- [GOAL OF THE EXERCISE] Render the lines of the records below as a Markdown table with the columns Row and Record text, covering only the line containing "Note: point to every instance of the orange" through the line containing "x=518, y=375", both ends included. Give each non-blank line its own numbered row, and omit blank lines.

- [DATASET EXCERPTS]
▶
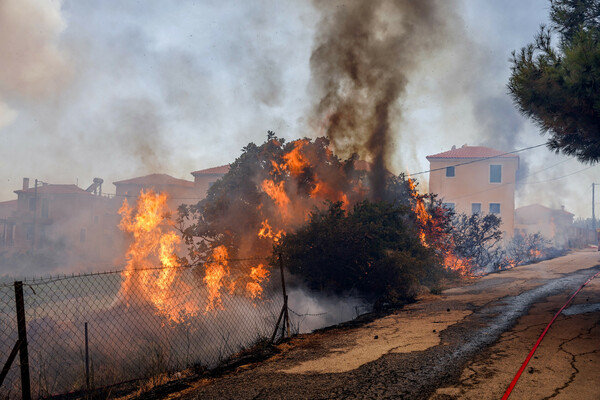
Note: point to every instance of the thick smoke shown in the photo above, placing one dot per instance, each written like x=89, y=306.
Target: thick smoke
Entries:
x=32, y=65
x=363, y=55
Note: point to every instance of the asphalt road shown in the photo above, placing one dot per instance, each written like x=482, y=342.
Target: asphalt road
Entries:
x=464, y=344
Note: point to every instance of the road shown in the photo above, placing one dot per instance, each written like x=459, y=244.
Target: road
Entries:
x=466, y=343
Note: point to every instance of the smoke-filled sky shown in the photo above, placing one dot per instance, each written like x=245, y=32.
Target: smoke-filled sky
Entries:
x=119, y=89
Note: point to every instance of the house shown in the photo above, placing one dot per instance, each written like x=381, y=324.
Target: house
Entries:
x=205, y=178
x=180, y=191
x=57, y=216
x=476, y=179
x=553, y=224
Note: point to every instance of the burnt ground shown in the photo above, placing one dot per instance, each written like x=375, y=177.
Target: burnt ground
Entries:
x=443, y=347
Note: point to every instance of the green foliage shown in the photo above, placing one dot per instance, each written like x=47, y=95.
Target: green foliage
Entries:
x=477, y=238
x=236, y=205
x=559, y=87
x=524, y=249
x=373, y=249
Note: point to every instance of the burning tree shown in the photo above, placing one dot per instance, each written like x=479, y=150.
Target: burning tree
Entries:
x=374, y=250
x=294, y=195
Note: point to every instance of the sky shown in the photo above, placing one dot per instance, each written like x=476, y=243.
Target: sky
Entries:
x=120, y=89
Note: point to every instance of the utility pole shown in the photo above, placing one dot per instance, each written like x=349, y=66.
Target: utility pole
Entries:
x=35, y=213
x=594, y=212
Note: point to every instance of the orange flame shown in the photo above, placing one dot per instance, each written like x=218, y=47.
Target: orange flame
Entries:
x=278, y=194
x=424, y=219
x=216, y=271
x=295, y=160
x=258, y=274
x=154, y=245
x=266, y=232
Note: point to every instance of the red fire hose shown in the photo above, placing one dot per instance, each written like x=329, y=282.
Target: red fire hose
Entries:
x=518, y=375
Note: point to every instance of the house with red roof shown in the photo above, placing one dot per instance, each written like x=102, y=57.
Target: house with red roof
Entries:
x=179, y=191
x=476, y=179
x=59, y=216
x=205, y=178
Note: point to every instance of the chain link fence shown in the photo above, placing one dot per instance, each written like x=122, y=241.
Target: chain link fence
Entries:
x=128, y=336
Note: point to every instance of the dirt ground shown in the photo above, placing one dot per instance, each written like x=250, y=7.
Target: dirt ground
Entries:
x=467, y=343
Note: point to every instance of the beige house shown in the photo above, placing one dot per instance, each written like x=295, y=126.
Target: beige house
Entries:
x=476, y=179
x=553, y=224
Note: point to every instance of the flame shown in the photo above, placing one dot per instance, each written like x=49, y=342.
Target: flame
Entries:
x=278, y=194
x=215, y=274
x=266, y=232
x=420, y=211
x=154, y=245
x=258, y=274
x=425, y=223
x=295, y=161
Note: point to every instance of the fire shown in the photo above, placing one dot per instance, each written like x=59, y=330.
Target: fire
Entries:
x=267, y=232
x=216, y=273
x=295, y=161
x=425, y=223
x=278, y=194
x=258, y=274
x=151, y=273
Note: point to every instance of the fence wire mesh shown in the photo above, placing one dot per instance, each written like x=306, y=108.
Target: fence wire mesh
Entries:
x=130, y=334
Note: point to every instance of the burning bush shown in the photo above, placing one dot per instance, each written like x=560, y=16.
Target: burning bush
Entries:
x=278, y=188
x=477, y=239
x=374, y=250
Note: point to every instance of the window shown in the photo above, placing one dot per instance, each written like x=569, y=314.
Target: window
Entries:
x=494, y=208
x=45, y=205
x=495, y=173
x=29, y=230
x=448, y=206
◀
- [ANSWER TO THIS TASK]
| Row | Record text |
|---|---|
| 1 | Note: point to every instance of the orange flame shown in the photo above, placing one dot per instance, each written like x=218, y=47. |
| 2 | Target: orange flame |
| 3 | Entries: |
| 4 | x=278, y=194 |
| 5 | x=424, y=219 |
| 6 | x=216, y=271 |
| 7 | x=295, y=160 |
| 8 | x=258, y=274 |
| 9 | x=154, y=245 |
| 10 | x=266, y=232 |
| 11 | Note: point to every instance of the red fire hose shown in the photo above, placing one dot per instance, each written like x=329, y=282. |
| 12 | Target: red fire hose |
| 13 | Entries: |
| 14 | x=518, y=375 |